What you will do
Each line in the records that mentions the word "glove" needs to be listed.
____ Records provided
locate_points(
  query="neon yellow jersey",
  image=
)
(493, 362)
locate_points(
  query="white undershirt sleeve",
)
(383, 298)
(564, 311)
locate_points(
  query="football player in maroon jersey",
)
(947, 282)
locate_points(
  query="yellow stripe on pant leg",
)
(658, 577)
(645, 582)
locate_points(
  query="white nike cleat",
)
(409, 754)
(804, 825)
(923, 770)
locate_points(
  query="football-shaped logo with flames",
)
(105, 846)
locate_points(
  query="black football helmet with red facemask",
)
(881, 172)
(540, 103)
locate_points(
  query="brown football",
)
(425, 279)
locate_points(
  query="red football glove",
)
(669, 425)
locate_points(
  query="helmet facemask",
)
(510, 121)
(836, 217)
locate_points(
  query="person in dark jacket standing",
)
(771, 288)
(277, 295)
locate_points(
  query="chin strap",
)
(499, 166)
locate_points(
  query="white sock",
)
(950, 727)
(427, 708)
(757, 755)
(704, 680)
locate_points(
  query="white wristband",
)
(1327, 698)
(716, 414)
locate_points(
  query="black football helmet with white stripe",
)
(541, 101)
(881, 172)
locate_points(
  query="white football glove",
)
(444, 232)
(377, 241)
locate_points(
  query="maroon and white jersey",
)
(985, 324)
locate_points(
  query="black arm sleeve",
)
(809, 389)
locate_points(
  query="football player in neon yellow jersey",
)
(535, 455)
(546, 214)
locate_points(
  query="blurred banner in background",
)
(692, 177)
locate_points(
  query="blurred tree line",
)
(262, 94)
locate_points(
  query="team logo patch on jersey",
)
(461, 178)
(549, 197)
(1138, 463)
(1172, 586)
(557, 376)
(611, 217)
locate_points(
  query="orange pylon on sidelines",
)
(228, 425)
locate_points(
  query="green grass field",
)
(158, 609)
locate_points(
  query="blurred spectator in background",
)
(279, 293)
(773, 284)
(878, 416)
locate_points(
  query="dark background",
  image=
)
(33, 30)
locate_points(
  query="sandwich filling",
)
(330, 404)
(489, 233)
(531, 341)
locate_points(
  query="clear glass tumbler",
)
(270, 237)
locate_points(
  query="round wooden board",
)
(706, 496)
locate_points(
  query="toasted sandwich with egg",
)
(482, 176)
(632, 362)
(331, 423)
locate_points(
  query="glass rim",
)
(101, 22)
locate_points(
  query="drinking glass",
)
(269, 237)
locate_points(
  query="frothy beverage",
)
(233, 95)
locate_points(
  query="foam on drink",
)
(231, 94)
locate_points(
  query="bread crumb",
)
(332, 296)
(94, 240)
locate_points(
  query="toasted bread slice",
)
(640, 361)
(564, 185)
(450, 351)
________
Task response
  query="red football glove",
  query="white football glove",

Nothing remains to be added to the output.